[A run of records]

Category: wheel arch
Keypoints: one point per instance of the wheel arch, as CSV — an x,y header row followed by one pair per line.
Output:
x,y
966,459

**YOUR INSTRUCTIONS**:
Reproduce these rows line for line.

**SOLVED EXERCISE**:
Category: wheel arch
Keypoints: one point per instance of the wheel arch, as CSV — an x,y header row followed by one pair per line.
Output:
x,y
966,459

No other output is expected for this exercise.